** Opening Data listing block **

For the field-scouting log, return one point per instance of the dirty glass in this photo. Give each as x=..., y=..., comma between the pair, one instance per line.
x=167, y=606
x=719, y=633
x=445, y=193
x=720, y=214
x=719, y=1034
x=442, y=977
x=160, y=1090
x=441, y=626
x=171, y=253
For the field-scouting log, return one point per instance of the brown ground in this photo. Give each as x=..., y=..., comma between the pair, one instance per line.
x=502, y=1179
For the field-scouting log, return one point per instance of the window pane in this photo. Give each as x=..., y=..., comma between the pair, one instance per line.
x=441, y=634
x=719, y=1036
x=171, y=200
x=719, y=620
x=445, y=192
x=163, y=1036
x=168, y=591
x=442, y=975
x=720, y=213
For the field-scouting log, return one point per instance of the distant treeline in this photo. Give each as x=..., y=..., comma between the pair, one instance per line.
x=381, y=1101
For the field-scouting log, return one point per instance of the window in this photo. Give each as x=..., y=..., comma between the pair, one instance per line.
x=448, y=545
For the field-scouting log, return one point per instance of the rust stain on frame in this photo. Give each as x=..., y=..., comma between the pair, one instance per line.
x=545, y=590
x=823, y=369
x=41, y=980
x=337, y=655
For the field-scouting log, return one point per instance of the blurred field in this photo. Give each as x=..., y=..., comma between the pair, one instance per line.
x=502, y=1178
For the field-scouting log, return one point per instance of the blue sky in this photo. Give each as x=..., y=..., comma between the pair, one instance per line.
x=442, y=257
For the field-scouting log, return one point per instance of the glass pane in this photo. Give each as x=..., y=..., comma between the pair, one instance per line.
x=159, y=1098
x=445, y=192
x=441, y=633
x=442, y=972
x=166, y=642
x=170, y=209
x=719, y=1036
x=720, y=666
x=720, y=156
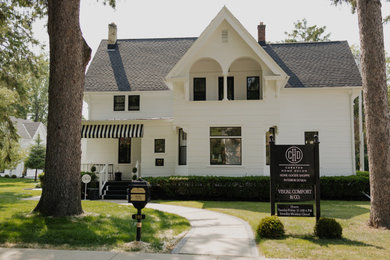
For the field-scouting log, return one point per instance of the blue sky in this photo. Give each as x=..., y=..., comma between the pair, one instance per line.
x=188, y=18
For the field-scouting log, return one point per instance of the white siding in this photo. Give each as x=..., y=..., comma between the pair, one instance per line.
x=153, y=104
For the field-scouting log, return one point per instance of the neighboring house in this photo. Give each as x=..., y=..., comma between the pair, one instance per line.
x=207, y=105
x=28, y=132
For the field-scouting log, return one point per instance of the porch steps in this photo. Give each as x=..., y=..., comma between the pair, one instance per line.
x=115, y=190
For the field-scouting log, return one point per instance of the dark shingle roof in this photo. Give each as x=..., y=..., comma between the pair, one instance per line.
x=142, y=64
x=316, y=64
x=136, y=65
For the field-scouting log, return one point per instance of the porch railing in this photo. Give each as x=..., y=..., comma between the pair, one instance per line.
x=103, y=178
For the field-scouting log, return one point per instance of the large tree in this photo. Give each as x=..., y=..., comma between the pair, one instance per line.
x=17, y=62
x=305, y=33
x=69, y=56
x=376, y=107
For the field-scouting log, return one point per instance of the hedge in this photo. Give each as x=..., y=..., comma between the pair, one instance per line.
x=254, y=188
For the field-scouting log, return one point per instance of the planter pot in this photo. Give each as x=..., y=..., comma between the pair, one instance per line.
x=118, y=176
x=93, y=194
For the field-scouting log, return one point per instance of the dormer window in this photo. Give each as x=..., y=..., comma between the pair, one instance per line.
x=134, y=103
x=119, y=103
x=199, y=89
x=253, y=88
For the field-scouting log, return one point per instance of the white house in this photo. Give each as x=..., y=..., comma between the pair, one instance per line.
x=206, y=105
x=28, y=132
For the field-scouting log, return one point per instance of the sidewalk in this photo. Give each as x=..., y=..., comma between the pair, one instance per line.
x=212, y=233
x=45, y=254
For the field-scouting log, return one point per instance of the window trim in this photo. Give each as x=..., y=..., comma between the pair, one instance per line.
x=157, y=139
x=259, y=90
x=205, y=88
x=119, y=150
x=180, y=146
x=225, y=137
x=124, y=102
x=230, y=88
x=139, y=103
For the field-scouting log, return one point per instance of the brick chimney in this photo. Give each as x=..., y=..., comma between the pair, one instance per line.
x=111, y=36
x=261, y=33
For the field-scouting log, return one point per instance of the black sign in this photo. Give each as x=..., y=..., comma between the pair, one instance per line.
x=295, y=176
x=294, y=194
x=295, y=210
x=295, y=164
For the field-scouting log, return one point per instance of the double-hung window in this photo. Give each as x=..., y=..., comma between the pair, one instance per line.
x=133, y=103
x=182, y=147
x=253, y=88
x=159, y=145
x=124, y=152
x=119, y=103
x=230, y=88
x=199, y=89
x=225, y=145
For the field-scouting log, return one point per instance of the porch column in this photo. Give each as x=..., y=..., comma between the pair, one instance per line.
x=225, y=87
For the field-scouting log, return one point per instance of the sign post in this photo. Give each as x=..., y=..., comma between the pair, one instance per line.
x=139, y=195
x=86, y=179
x=295, y=177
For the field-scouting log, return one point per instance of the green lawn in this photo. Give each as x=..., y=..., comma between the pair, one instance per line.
x=104, y=226
x=358, y=242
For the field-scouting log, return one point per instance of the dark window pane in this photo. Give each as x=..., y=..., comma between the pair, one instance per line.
x=182, y=147
x=199, y=89
x=220, y=88
x=225, y=131
x=124, y=150
x=253, y=88
x=230, y=88
x=159, y=145
x=183, y=155
x=134, y=103
x=225, y=151
x=309, y=137
x=119, y=103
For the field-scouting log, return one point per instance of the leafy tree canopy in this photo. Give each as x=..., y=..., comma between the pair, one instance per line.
x=17, y=64
x=305, y=33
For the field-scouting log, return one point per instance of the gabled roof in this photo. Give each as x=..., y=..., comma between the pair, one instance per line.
x=226, y=16
x=141, y=65
x=135, y=64
x=26, y=129
x=316, y=64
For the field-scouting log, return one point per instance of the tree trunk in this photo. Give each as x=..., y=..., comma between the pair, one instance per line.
x=69, y=55
x=376, y=109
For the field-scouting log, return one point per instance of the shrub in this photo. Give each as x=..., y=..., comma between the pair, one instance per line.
x=328, y=228
x=253, y=188
x=270, y=227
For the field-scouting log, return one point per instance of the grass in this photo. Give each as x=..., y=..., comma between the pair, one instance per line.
x=359, y=241
x=104, y=226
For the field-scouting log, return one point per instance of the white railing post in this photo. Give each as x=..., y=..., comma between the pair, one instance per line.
x=103, y=178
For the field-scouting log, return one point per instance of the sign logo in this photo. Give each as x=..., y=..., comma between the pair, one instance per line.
x=294, y=155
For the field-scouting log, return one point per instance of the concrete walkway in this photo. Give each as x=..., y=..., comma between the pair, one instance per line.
x=212, y=233
x=46, y=254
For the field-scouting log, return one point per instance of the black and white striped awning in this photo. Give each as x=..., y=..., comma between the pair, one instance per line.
x=112, y=131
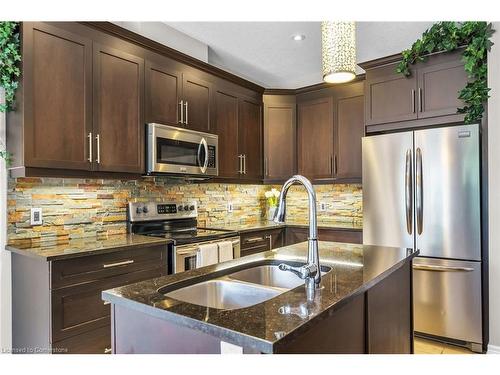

** Closing Data listing block **

Once the pictures are set aside, repeat the remaining data word for word.

For the field-scouting log, return one point per instance of the dirty glass in this photo. Give each as x=..., y=..., comma between the pair, one instance per line.
x=167, y=606
x=719, y=633
x=445, y=193
x=720, y=214
x=719, y=1034
x=442, y=977
x=160, y=1090
x=441, y=626
x=171, y=253
For the field-scouting log, return one point per instance of the brown ground in this photo. Give each as x=..., y=..., comma between the pair, one instance per line.
x=502, y=1179
For the field-scouting log, return one point per instance of the window pane in this photo. Give each as x=..., y=..., comma between the pair, one instance per line.
x=441, y=634
x=719, y=1036
x=171, y=200
x=719, y=620
x=445, y=192
x=163, y=1036
x=168, y=591
x=442, y=975
x=720, y=213
For the field-scouting log, return one point per instance of the distant treeline in this photo. Give each as x=..., y=..., comma between the pair, one instance per line.
x=381, y=1101
For the field-scouting log, return one point per instance of the window in this photo. Give each as x=..., y=..., comma between the pair, one instance per line.
x=448, y=545
For the field-scouting log, return one point per instance of the rust stain on frame in this photo. Give each as x=..., y=..., comma between the pair, one instance per line.
x=545, y=590
x=823, y=369
x=41, y=980
x=337, y=655
For the field-scouting log, return one point per instance of the blurred field in this photo. Give each as x=..., y=..., comma between the pair, one instance per line.
x=502, y=1178
For the field-scouting log, return one point per instance of the blue sky in this photo. Give each as x=..., y=..., comma between the pair, one instance per line.
x=442, y=257
For the field-scouting log, return one point per instance of the glass pane in this photo. Give each as x=..., y=..., comma between the pair, one instance per line.
x=159, y=1098
x=445, y=192
x=441, y=633
x=442, y=972
x=166, y=642
x=170, y=209
x=719, y=1036
x=720, y=666
x=720, y=156
For the field-scouting log, return one point per instance of the blue sky in this photo. Give each as x=..., y=..., comma between the pair, one instance per line.
x=188, y=18
For the field-scouting log, return one point per instance of the white siding in this photo. Give each as x=..., y=..., comma between the pair, one instance per line.
x=153, y=104
For the field-scouting log, return one point per instance of the neighboring house in this photo. Give each as x=..., y=..., comma between the pair, one instance per line.
x=207, y=105
x=28, y=132
For the field-scouting log, return one point per instance of the porch steps in this photo. Give each as x=..., y=..., comma between the pair, one instance per line.
x=115, y=190
For the field-scouting log, return one point per instance of the dark shingle roof in this photo. Give each as x=..., y=..., comma between the pair, one instance per line.
x=142, y=64
x=316, y=64
x=136, y=65
For the field-scouting log, return one point per instance of the porch railing in this photo. Give each as x=..., y=..., comma between the pair, one instance per line.
x=103, y=178
For the field-scouting log, return one point per instance of the large tree in this photo. Give each as x=..., y=..., comma between the pair, one instance per line.
x=17, y=62
x=305, y=33
x=69, y=56
x=376, y=107
For the field-scouting log, return one point per instance of the hedge in this photo. Give each as x=..., y=..., comma between the pair, one instance per line.
x=254, y=188
For the field-scouting log, return one point per instance of the planter pot in this photo. Give each as x=..., y=..., comma between the pair, one instance per line.
x=118, y=176
x=93, y=194
For the field-scouting log, return one point per instance of the dormer window in this photo. Give each as x=..., y=..., comma between the pair, one instance per line.
x=134, y=103
x=119, y=103
x=199, y=89
x=253, y=88
For the field-scouting log, return one point per instance of the white house in this photo. Give each as x=..., y=..., comma between the pair, one instance per line.
x=206, y=105
x=28, y=132
For the field-scouting log, return one point per instance of the sidewalk in this photo. Give each as x=..., y=..., comma between the pair, one instance per line.
x=212, y=233
x=45, y=254
For the field-scouting log, return one point per instance of the window trim in this photo. Give each as x=..., y=..., comma between the pair, one instance per line.
x=157, y=139
x=259, y=90
x=205, y=88
x=119, y=150
x=180, y=146
x=225, y=137
x=124, y=102
x=230, y=88
x=139, y=103
For the field-scouting log, return one point per instance of the brick chimney in this photo. Give each as x=..., y=..., comma between the pair, one instance per line.
x=111, y=36
x=261, y=33
For the field-scouting log, return one point per instance of the black sign in this photo. Give each as x=..., y=..., comma between the pair, one instance per line.
x=295, y=176
x=294, y=194
x=295, y=210
x=295, y=164
For the field-scouting log, return one point per instance of the double-hung window in this photo. Give each as x=..., y=..., comma between the pair, one instance per line.
x=133, y=103
x=182, y=147
x=253, y=88
x=159, y=145
x=124, y=152
x=119, y=103
x=230, y=88
x=199, y=89
x=225, y=145
For the field-scouting log, return one point per instance of the porch column in this photo. Give each as x=..., y=..., comma between the pair, one instance per line.
x=225, y=87
For the field-scouting log, return one point per instance of the sign post in this photo. Give each as x=..., y=..., comma between the pair, one instance per line.
x=139, y=195
x=86, y=179
x=295, y=177
For the field-scouting log, return one point per instance of the green lawn in this photo. Give each as x=..., y=..., comma between the pair, one instance per line.
x=104, y=226
x=358, y=242
For the field-scouting log, return one point per instance of the dark window pane in this photo. Give each as x=..., y=..., comma between the pair, one instance per line.
x=182, y=147
x=199, y=89
x=220, y=88
x=225, y=131
x=124, y=150
x=253, y=88
x=230, y=88
x=159, y=145
x=183, y=155
x=134, y=103
x=225, y=151
x=309, y=137
x=119, y=103
For the field-scouting log, return one point per instance of the leafy tree canopy in this photo. Give each as x=..., y=..., comma between the pair, one instance per line.
x=17, y=64
x=305, y=33
For the field-scouting log, return one point per instance of the gabled roof in this photo. Give each as x=..., y=..., comma between the pair, one instance per line.
x=226, y=16
x=141, y=65
x=135, y=64
x=26, y=129
x=316, y=64
For the field-scouting log, return one point per instance of the tree trunk in this photo. Give each as x=..., y=..., comma between the pair, one instance per line.
x=69, y=55
x=376, y=109
For the field-scouting log, return one point per instance of the shrub in this photo. Give each as x=..., y=..., comma between the pair, one instance per line.
x=328, y=228
x=253, y=188
x=270, y=227
For the field-scouting log, return one point per instance of the grass in this photo. Give each as x=..., y=..., comma between the pair, one instance per line.
x=359, y=241
x=104, y=226
For the field-scouting log, return one point per instance of the white railing post in this photo. Give each as x=..., y=..., comma between the pair, one instance per line.
x=103, y=178
For the field-scouting log, return one point per instance of the sign logo in this photo. Give each as x=..., y=..., comma between the pair, one instance per line.
x=294, y=155
For the field-scouting log, return one point per instance of the concrete walkway in this photo. Give each as x=..., y=..., comma between the pair, one instance per line.
x=212, y=233
x=46, y=254
For the field-scouting log, return one point per instance of the black and white striped awning in this photo. Give each as x=..., y=..., comma between the pair, one instance per line.
x=112, y=131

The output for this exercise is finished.